Der leidenschaftliche Lehrer wurde aus dem amtlichen Schuldienst entfernt, als praktizierender Kommunist schloss ihn die KPI aus ihren Reihen aus. Sein Leben spielte sich ab zwischen intellektueller Poesie und sozialkritischem Engagement, zwischen dem Leben auf dunklen Hinterhöfen und Latrinen und dem gleißenden Licht öffentlicher Scheinwerfer, zwischen Politik und Religion. Er war als Künstler zutiefst gespalten, ebenso als Mensch - jedoch kompromisslos in seinem Tun. Bei aller Tragik der Zerrissenheit ideale Voraussetzungen um als Dichter zu leben und zu sterben.
Wolf Wondratscheck und Christian Reimer haben für das vorliegende Projekt etliche unterschiedliche Pasolini-Texte ausgewählt. Diese zeigen zumeist die Unerbittlichkeit seiner geistigen Freiheit, aber auch den sinnlichen Zweifel seiner Gedanken und deren beinahe greifbare Melancholie. In ihnen ist ein unbefriedigtes Verlangen, eine Sehnsucht nach innerem Frieden und Kompensation von Ungerechtigkeit und Skepsis zu spüren. Die ihm die Realität jedoch nicht zu bieten versteht. Zugleich weiß Pasolini aber auch, dass diese Gegensätze der Motor seines gesamten Tuns sind
1963 bittet er in einem Brief den russischen Schriftsteller Jewgeni Jewtuschenko die Rolle des Christus in dem Film „Das 1. Evangelium – Matthäus“ anzunehmen. Es ist ein fast zärtliches Werben um den Dichter und Kommunisten Jewtuschenko, dieses Engagement anzunehmen. Dahinter steht Pasolinis damalige Überzeugung, Jesus verkörpere in seiner sozialen und menschlichen Gerechtigkeit den Gedanken des Kommunismus. Später wusste er es besser.

# [AUFGABENSTELLUNG]
Knüpfen Sie an den Text über Pasolini an und schreiben Sie ihn nach seinem letzten Satz weiter.

In einem Datensatz enthaltene Einträge:
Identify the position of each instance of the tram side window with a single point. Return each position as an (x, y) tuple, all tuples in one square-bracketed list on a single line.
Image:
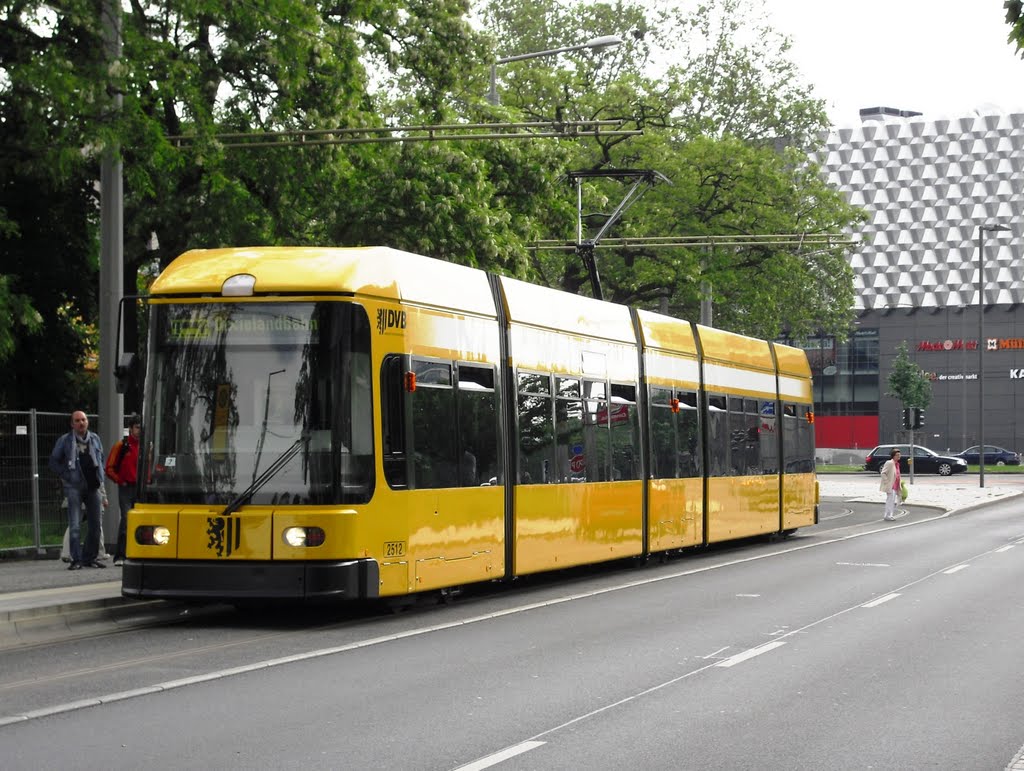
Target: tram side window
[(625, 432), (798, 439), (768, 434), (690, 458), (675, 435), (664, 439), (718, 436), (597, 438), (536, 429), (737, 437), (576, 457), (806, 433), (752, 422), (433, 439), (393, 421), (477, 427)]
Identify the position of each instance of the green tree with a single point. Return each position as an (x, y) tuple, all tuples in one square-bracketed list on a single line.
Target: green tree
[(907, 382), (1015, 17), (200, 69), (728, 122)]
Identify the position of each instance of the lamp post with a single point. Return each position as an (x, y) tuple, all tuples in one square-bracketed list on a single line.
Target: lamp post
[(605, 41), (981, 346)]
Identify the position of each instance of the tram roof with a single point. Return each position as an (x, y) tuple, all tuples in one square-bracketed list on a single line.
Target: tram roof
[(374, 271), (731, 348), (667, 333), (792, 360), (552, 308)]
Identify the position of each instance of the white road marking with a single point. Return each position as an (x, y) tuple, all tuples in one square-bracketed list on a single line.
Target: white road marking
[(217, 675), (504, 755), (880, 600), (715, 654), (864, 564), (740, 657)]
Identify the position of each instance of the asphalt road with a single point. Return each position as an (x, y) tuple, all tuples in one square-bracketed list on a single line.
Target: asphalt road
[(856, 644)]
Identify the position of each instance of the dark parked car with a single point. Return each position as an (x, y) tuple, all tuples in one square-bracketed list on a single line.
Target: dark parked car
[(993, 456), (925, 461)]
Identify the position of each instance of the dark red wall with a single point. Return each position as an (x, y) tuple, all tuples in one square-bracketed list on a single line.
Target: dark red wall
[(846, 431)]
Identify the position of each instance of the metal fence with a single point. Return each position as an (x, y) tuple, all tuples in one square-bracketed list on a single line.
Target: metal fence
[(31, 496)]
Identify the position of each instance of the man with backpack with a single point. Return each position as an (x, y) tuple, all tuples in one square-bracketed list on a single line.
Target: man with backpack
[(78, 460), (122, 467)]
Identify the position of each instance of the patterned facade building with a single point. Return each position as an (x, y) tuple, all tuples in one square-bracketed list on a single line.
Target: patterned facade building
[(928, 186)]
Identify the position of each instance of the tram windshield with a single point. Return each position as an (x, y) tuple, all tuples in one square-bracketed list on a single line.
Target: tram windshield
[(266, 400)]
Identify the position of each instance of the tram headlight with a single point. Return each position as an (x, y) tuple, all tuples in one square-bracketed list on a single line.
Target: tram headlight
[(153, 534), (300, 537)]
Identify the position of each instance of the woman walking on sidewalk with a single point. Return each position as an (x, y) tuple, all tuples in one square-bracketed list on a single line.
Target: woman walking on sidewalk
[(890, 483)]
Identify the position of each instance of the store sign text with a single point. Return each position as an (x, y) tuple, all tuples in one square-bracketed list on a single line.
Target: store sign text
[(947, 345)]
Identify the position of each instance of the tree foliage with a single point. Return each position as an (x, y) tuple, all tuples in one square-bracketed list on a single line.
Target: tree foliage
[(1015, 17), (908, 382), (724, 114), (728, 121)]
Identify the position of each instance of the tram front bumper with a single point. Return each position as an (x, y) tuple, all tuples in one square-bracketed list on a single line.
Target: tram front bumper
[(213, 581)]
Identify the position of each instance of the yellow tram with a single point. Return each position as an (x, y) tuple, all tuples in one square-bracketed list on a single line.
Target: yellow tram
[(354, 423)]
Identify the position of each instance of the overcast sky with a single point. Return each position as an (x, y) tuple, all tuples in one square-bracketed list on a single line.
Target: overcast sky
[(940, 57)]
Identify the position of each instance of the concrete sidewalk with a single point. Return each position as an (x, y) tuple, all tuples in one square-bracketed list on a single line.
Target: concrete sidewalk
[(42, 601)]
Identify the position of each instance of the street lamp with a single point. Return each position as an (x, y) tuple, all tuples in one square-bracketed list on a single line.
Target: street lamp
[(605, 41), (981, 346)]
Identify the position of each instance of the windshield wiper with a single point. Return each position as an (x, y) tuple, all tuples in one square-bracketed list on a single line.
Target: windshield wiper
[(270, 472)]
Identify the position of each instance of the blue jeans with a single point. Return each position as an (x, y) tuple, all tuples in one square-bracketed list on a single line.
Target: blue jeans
---
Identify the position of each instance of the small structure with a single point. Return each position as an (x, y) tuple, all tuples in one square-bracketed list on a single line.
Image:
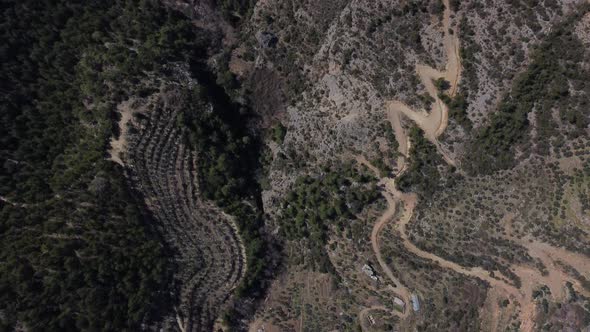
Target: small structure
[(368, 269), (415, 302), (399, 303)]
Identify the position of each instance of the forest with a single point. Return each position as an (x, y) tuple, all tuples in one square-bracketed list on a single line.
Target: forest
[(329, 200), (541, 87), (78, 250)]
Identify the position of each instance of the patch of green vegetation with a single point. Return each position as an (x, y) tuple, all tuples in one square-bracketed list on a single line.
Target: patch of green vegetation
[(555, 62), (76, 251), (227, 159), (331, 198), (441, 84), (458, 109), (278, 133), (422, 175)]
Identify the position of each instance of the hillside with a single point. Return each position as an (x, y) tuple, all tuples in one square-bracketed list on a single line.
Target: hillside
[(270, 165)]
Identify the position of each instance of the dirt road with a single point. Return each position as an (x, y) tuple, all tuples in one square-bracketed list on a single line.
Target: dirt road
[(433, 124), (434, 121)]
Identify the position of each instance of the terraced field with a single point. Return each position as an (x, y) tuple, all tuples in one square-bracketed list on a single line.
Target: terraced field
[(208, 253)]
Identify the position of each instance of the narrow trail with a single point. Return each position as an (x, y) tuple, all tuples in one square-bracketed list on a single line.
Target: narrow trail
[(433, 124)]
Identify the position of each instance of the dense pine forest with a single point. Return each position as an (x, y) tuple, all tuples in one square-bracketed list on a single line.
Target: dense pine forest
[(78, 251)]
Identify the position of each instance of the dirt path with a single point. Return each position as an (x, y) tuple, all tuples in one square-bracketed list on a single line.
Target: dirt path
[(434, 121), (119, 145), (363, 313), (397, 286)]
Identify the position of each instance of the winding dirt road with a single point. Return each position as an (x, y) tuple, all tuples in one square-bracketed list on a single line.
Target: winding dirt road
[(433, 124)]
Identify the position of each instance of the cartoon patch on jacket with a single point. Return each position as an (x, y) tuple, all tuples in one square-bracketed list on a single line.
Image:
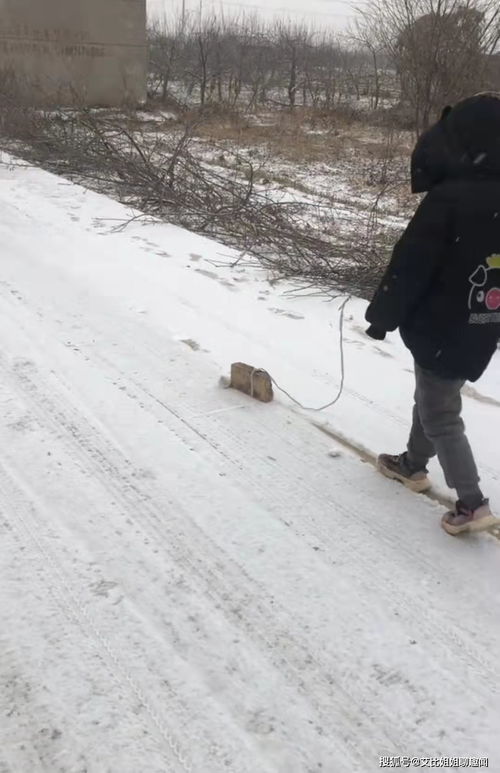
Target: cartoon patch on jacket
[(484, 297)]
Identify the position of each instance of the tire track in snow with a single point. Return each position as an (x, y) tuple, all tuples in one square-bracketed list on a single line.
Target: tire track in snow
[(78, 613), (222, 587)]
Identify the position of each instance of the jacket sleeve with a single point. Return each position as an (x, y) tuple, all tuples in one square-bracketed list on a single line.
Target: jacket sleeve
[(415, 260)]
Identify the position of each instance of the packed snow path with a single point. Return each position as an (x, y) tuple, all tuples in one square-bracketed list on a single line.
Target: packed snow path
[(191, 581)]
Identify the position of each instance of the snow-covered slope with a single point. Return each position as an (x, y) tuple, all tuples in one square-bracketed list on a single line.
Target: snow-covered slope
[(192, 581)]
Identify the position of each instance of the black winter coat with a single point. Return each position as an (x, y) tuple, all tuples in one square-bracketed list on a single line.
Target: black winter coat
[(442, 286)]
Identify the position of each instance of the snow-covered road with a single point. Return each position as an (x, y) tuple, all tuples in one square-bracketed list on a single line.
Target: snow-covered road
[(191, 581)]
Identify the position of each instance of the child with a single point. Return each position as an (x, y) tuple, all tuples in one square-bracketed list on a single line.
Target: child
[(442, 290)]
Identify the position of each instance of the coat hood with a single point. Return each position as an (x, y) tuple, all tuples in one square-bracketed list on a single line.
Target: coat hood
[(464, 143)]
* * *
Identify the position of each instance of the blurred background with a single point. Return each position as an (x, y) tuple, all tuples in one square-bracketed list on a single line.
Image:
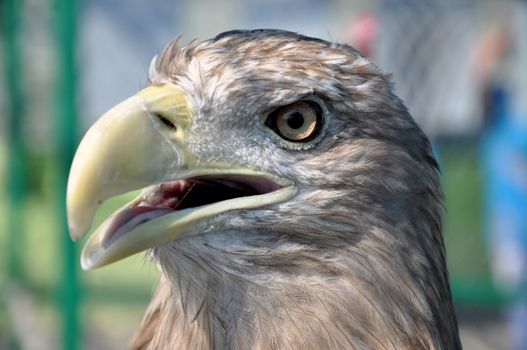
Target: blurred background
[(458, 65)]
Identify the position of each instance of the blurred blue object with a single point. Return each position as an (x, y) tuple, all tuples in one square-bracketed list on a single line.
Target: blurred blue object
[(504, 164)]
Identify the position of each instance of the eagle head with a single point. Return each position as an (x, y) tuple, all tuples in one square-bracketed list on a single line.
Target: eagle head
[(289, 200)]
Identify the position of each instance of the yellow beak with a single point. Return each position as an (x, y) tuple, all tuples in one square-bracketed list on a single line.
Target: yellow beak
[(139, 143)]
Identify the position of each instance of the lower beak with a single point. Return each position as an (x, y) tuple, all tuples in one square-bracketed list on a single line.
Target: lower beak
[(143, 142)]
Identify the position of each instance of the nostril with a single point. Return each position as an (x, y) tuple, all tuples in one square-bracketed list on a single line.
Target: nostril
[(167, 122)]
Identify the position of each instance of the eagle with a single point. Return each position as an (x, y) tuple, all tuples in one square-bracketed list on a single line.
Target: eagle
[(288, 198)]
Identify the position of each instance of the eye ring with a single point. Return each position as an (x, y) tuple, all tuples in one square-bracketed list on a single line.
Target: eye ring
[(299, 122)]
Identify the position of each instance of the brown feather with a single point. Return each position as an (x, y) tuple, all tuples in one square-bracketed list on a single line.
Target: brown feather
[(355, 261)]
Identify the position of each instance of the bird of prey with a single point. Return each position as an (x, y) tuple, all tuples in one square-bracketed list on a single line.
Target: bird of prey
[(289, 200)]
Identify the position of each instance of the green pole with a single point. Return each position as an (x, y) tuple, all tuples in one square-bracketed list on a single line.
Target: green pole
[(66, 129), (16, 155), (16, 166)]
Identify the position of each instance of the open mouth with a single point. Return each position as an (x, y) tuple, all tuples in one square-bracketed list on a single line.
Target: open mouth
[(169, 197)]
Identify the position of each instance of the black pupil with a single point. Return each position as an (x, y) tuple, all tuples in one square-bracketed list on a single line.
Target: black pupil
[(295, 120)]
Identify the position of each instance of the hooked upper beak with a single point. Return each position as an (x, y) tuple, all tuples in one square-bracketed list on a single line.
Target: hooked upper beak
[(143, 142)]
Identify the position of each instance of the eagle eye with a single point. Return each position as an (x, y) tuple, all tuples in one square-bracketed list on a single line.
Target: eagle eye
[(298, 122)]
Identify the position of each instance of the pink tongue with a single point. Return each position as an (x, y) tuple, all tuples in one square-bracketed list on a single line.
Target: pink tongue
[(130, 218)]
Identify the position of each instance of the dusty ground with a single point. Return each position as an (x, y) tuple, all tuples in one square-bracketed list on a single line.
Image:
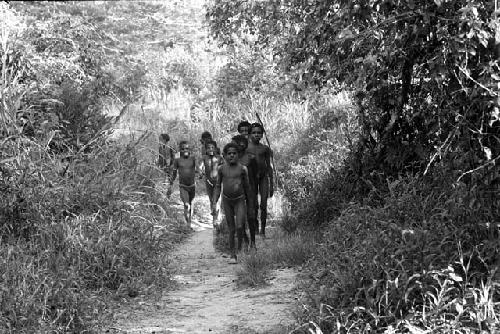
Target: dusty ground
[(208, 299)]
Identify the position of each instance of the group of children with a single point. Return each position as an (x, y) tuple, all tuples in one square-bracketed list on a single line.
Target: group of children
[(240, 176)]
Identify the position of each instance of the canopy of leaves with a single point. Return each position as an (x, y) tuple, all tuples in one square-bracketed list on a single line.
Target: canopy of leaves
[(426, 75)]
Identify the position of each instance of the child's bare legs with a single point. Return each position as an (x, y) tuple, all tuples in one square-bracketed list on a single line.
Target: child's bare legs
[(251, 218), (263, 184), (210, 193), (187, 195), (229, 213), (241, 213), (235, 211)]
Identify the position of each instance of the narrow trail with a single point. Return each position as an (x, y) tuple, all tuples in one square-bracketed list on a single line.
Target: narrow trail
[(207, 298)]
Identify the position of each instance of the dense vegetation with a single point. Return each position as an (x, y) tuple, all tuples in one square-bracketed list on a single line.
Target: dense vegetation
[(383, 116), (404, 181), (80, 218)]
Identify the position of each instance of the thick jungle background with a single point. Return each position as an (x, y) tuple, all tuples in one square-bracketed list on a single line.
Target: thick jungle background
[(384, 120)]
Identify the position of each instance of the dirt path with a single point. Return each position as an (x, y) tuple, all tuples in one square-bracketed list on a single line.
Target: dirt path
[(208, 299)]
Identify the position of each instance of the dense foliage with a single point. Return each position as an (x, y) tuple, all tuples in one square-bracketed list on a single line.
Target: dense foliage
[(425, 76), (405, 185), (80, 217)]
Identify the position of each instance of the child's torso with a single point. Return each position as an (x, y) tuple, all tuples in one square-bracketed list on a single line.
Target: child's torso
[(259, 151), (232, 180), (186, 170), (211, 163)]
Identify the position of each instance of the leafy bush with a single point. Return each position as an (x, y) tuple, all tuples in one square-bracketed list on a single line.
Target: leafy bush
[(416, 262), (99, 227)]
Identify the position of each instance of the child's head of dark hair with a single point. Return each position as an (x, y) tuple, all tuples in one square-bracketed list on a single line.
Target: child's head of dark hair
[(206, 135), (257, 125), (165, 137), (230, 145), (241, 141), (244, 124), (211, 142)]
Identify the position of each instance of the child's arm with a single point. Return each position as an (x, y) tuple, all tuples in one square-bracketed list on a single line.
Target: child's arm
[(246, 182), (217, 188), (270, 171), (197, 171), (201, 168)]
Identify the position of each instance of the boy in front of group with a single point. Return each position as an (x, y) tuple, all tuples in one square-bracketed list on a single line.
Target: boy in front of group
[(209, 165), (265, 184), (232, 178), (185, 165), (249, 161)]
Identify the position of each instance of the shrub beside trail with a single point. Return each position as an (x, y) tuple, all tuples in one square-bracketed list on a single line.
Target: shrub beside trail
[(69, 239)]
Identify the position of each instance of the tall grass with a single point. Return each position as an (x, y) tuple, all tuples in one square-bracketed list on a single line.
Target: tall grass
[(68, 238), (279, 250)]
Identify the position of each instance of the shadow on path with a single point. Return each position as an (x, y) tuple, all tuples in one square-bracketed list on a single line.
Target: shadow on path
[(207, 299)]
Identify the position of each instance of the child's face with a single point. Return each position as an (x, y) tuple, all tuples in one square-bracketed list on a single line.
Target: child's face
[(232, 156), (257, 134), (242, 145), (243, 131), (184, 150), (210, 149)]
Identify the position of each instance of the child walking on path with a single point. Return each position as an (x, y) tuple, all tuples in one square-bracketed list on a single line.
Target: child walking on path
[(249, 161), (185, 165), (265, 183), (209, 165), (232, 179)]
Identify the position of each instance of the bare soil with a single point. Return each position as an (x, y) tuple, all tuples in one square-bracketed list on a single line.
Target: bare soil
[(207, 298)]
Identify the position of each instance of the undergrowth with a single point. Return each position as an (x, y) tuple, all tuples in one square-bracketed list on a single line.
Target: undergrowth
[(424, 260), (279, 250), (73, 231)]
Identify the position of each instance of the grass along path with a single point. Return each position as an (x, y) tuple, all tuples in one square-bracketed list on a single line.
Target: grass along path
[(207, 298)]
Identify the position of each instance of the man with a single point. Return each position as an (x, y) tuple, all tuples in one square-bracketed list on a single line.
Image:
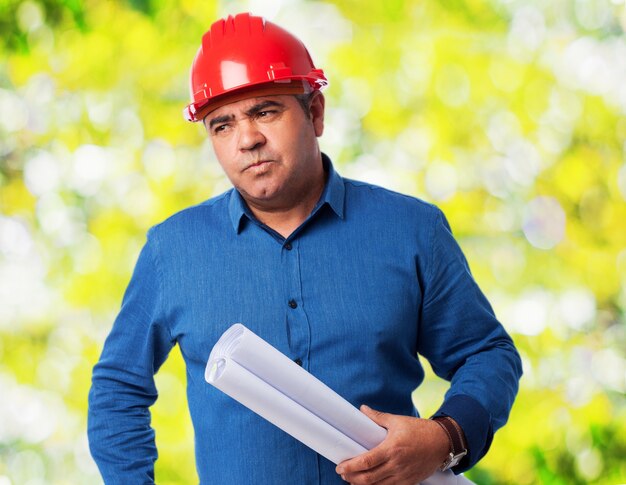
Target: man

# [LÖSUNG]
Aber in diesem beinahe flehentlichen Bitten, dem die eigene Grundüberzeugung eines Gedankens zugrunde liegt, an dem er jedoch schon damals beginnend zweifelte, zeigt sich seine obessive Unbeirrbarkeit, die ihm das Leben oft erschwerte.
In Christian Reiner haben sich Wondratscheck als auch Manfred Eicher für einen Sprecher entschieden, der all diese Gegensätze und Überzeugungen, die Leidenschaftlichkeiten und die Sehnsüchte, die Brüche und die Visionen stimmlich ergreifend ausdrückt. Und dass man sich bei der Produktion eines Musiklabel, wie in diesem Fall gegen jeden gespielten klanglich eingebrachten Ton entschieden hat, macht die Aufnahme um so bemerkenswerter. Pasolini pur.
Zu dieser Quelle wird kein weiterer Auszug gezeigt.